→ Exercise aim: Reproduce the material below, swapping each "bounding box" for "enclosing rectangle" and keeping everything else unchanged.

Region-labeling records

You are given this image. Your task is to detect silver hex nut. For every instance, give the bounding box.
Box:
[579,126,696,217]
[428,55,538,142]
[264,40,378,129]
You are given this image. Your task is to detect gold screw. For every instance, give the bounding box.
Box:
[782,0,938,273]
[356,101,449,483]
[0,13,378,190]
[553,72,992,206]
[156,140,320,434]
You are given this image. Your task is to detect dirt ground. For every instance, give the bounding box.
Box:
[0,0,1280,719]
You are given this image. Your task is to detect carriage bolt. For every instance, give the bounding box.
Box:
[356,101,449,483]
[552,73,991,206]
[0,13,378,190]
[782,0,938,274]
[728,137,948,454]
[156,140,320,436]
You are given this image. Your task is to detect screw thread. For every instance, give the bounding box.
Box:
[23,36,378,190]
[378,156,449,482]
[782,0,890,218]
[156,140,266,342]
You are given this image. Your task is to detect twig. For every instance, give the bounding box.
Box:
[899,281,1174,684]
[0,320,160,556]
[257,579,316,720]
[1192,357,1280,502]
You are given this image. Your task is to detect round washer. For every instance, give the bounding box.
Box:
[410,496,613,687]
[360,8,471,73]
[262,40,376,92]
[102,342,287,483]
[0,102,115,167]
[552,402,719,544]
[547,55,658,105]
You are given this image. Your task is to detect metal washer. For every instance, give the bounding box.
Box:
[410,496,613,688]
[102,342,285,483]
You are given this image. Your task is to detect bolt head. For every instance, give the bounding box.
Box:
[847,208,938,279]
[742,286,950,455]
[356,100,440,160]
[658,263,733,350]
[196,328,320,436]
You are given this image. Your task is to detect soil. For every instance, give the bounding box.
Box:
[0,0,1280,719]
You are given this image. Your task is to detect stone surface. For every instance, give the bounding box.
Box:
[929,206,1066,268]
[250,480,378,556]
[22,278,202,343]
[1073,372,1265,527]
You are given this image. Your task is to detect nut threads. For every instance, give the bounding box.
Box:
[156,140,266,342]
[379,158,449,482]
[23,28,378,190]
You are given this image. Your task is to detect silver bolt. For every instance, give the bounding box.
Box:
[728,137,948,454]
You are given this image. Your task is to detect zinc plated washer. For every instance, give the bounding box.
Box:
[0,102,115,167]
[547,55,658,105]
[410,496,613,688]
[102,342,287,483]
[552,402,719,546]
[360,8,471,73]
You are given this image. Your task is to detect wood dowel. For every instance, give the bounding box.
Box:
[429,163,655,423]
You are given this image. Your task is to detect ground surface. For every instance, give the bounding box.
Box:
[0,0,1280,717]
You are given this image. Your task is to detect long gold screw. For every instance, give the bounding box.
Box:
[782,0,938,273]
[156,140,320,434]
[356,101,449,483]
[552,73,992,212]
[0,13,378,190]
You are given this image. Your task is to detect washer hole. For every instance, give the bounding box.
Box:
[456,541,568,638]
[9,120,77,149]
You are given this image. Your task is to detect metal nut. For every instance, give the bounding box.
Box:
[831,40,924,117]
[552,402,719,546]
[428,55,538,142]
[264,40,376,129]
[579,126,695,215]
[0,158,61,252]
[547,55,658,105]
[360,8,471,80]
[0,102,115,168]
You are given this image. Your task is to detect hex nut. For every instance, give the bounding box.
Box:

→ Result for this exercise:
You are given this image. Your task is to detect silver hex nut. For every instance, give the enclosing rectangle.
Box:
[579,126,696,217]
[428,55,538,142]
[264,40,378,129]
You are given this image. Your task is to detect gold screw. For every instance, give the enclosing rectangle.
Box:
[782,0,938,273]
[356,101,449,483]
[0,13,378,190]
[553,72,992,206]
[156,140,320,434]
You are given this image. Your task is to detect dirt ground. For every instance, give the enclosing rectangle.
Box:
[0,0,1280,719]
You are given this image. Your task is to detect carriage bolt. For every instance, give the enclosing rectangle.
Box:
[356,101,449,483]
[552,73,991,206]
[0,13,378,190]
[782,0,938,274]
[728,137,948,454]
[156,140,320,436]
You are given this image. Your task is to detect screw thread. For every instance, give the enclosing rectangle.
Box:
[23,36,378,190]
[378,156,449,482]
[782,0,890,218]
[156,140,266,342]
You are given this image. Your task is to detect twig. For every instance, give the enclosing rectangle.
Box:
[899,281,1174,684]
[0,320,160,556]
[257,579,316,720]
[1192,357,1280,502]
You are given this image. Your task is to detect round washer. For every instance, give the enclosing rectangle.
Box:
[410,496,613,687]
[360,8,471,73]
[262,40,376,92]
[102,342,287,483]
[0,102,115,167]
[552,402,719,544]
[547,55,658,105]
You are given this image. Your task is to detect metal washer. For every instance, give the enclosing rectangle.
Box:
[410,496,613,688]
[102,342,285,483]
You are given this image. Your task is to detect bolt head. For every instance, give the enclosing rectangle.
Box:
[847,208,938,279]
[742,286,950,455]
[356,100,440,160]
[658,263,733,350]
[196,328,320,436]
You are given this image. Your task is to detect soil. For every instance, give the enclosing rectangle.
Box:
[0,0,1280,719]
You are given this image. Your task is to detect stone surface. For every instance, give the enclosing rectangle.
Box:
[929,206,1066,268]
[250,480,378,556]
[22,278,202,343]
[1073,372,1265,527]
You are given this image. Your task is to detect nut threads. For every instance, give the enclosing rectangle.
Box:
[156,140,266,342]
[379,158,449,482]
[23,28,378,190]
You are given this image. Your task is to detect silver bolt. For every instance, give the enclosing rectangle.
Box:
[728,137,948,454]
You are given this image. Your task is to detect zinc plated washer. For every instance, give the enclosing rectangle.
Box:
[0,102,115,167]
[547,55,658,105]
[410,496,613,688]
[102,342,287,483]
[552,402,719,546]
[360,8,471,73]
You are given this image. Your task is to detect wood dowel. For every instance, give the enclosing rectangle.
Box:
[429,163,655,423]
You are given this image. Your task is to detect ground surface. For every instance, give the enclosing rectangle.
Box:
[0,0,1280,717]
You are given this image. Your task is to detect long gold screw. For every instance, give the enclosing rectangle.
Box:
[782,0,938,273]
[156,140,320,434]
[356,101,449,483]
[552,73,992,212]
[0,13,378,190]
You are given this image. Your task is to detect washer hole. For every instance, give the enclosing rectangle.
Box:
[456,541,568,638]
[9,120,77,149]
You are given this image. Your task is to detect metal nut. For every instance, give the enclosing rectangle.
Box:
[831,40,924,117]
[552,402,719,546]
[428,55,538,142]
[264,40,376,129]
[579,126,695,215]
[0,158,61,252]
[547,55,658,105]
[360,8,471,80]
[0,102,115,168]
You are given this image. Your task is to detect hex nut. For every instance, give the enclosing rectangle.
Box:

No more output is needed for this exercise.